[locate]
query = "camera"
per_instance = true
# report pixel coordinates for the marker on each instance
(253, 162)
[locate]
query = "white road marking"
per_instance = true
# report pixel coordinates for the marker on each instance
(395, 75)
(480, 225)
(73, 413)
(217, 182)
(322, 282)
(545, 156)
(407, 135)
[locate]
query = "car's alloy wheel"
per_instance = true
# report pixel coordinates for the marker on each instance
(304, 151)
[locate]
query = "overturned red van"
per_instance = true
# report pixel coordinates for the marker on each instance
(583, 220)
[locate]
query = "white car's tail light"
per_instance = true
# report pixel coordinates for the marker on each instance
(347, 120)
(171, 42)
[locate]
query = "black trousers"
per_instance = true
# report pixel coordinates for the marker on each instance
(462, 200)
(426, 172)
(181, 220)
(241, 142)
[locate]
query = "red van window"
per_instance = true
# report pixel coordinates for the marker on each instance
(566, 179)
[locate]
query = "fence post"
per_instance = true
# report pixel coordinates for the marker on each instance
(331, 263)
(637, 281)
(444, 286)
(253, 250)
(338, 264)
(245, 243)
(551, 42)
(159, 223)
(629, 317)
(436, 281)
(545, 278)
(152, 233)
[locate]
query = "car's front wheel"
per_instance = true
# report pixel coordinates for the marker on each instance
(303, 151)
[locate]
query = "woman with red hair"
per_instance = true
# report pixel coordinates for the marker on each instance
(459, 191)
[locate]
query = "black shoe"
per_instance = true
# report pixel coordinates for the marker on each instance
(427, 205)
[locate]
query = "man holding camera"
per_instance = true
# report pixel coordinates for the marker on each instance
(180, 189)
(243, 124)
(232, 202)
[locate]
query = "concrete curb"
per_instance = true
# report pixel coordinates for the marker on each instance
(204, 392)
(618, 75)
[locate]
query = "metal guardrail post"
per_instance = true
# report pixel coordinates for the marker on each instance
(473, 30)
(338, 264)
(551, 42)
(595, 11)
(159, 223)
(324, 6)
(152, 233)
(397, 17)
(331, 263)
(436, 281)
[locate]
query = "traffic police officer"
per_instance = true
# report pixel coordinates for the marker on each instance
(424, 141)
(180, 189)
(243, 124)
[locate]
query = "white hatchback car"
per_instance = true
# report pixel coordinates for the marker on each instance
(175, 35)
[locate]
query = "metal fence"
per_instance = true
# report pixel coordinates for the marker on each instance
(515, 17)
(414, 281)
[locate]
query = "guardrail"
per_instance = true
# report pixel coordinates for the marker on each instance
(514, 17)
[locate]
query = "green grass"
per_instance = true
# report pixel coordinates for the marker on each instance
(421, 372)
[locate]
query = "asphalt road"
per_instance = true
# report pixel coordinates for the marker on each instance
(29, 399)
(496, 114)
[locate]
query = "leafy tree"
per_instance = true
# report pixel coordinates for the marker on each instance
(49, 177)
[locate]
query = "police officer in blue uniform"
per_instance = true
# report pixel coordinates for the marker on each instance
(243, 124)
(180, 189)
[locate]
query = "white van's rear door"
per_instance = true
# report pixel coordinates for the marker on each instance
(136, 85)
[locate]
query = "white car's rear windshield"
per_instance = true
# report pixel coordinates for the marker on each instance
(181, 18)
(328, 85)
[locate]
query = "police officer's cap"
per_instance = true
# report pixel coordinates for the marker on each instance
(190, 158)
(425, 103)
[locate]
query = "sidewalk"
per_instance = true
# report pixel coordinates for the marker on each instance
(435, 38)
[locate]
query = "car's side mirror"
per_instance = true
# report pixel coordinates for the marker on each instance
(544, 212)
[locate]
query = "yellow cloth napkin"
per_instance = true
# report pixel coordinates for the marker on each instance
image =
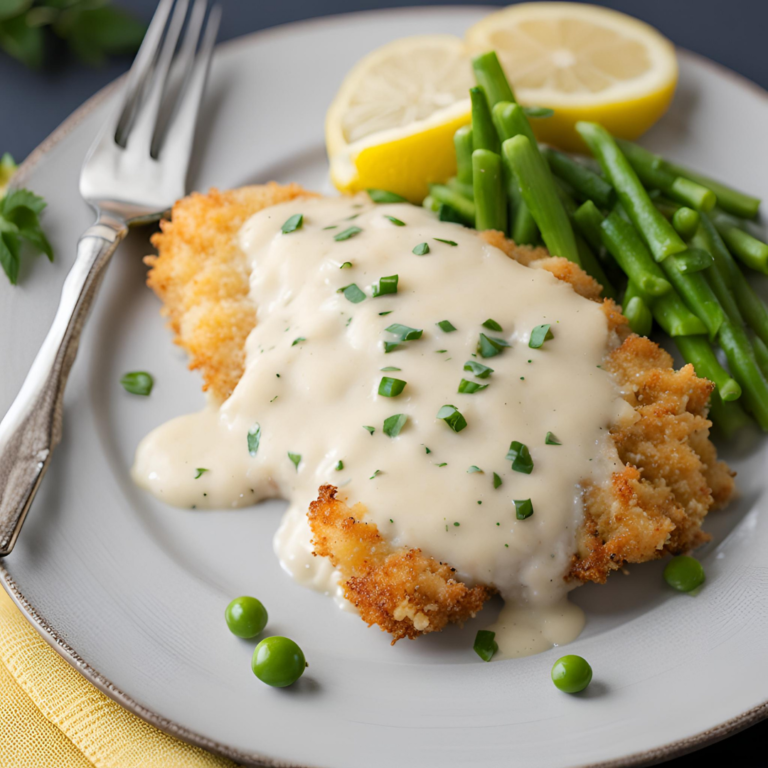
(52, 717)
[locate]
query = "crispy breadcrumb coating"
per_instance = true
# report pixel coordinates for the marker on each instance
(654, 505)
(401, 589)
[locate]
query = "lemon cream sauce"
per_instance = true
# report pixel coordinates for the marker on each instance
(308, 409)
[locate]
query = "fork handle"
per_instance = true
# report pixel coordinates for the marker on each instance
(32, 427)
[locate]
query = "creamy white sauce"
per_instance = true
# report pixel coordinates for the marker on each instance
(314, 397)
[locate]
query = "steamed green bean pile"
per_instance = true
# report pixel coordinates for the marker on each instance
(675, 242)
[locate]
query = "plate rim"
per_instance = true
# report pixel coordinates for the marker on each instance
(48, 633)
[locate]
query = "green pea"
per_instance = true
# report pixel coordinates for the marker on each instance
(571, 674)
(246, 616)
(278, 661)
(684, 573)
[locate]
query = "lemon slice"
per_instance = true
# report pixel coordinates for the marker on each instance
(585, 62)
(392, 122)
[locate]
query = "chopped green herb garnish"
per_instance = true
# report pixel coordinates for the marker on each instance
(404, 332)
(539, 335)
(490, 347)
(523, 508)
(451, 415)
(394, 424)
(347, 233)
(295, 458)
(254, 438)
(470, 387)
(295, 222)
(480, 370)
(389, 387)
(382, 196)
(485, 645)
(385, 286)
(520, 457)
(138, 383)
(352, 293)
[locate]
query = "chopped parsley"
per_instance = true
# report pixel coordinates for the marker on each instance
(520, 457)
(539, 335)
(394, 424)
(386, 285)
(295, 222)
(295, 458)
(389, 387)
(523, 508)
(451, 415)
(254, 437)
(480, 370)
(470, 387)
(347, 233)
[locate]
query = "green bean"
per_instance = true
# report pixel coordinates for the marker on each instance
(444, 195)
(638, 315)
(491, 77)
(693, 260)
(587, 184)
(741, 360)
(540, 196)
(484, 134)
(490, 197)
(697, 294)
(625, 245)
(657, 232)
(462, 143)
(669, 312)
(730, 200)
(465, 190)
(730, 417)
(588, 220)
(746, 248)
(697, 351)
(686, 222)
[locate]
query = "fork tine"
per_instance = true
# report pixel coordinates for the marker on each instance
(141, 67)
(140, 135)
(177, 147)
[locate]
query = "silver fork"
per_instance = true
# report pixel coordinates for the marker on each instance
(134, 172)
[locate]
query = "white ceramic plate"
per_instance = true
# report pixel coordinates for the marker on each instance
(132, 592)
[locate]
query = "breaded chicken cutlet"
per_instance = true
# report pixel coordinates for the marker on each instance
(653, 506)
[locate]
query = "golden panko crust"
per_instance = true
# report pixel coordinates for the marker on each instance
(401, 589)
(654, 505)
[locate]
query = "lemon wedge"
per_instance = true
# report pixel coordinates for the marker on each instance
(392, 122)
(583, 61)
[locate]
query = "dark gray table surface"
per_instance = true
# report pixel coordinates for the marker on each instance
(731, 32)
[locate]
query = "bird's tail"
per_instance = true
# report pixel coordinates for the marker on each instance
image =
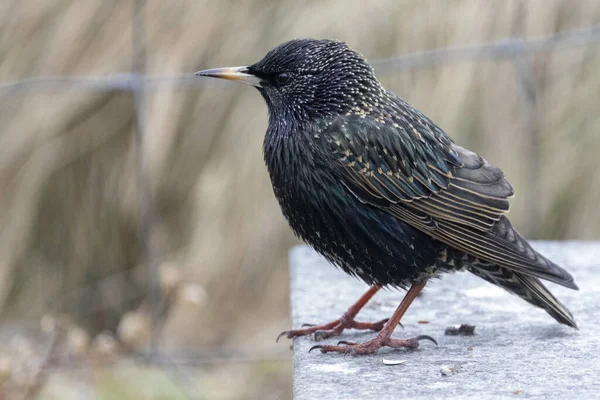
(528, 288)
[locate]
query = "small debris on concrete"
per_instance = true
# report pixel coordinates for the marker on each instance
(393, 362)
(448, 370)
(462, 330)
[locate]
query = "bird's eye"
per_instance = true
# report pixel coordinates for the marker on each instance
(282, 78)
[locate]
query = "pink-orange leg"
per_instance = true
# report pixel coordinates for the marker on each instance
(384, 338)
(346, 321)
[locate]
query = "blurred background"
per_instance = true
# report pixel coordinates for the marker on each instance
(106, 192)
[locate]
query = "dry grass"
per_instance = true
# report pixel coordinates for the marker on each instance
(69, 201)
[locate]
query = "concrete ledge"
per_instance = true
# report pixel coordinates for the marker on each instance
(517, 351)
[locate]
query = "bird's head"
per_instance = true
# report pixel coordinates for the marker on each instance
(309, 78)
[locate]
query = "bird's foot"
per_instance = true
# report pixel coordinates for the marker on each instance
(334, 328)
(372, 346)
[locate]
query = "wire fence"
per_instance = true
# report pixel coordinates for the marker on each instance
(137, 82)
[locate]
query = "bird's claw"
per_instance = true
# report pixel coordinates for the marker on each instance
(425, 337)
(319, 346)
(283, 333)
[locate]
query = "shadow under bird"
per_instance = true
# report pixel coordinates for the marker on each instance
(381, 191)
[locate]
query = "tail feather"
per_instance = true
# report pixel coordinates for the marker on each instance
(528, 288)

====================

## Objective
How many lines of the material above include the word "police"? Reply with the number alone.

## Result of this task
3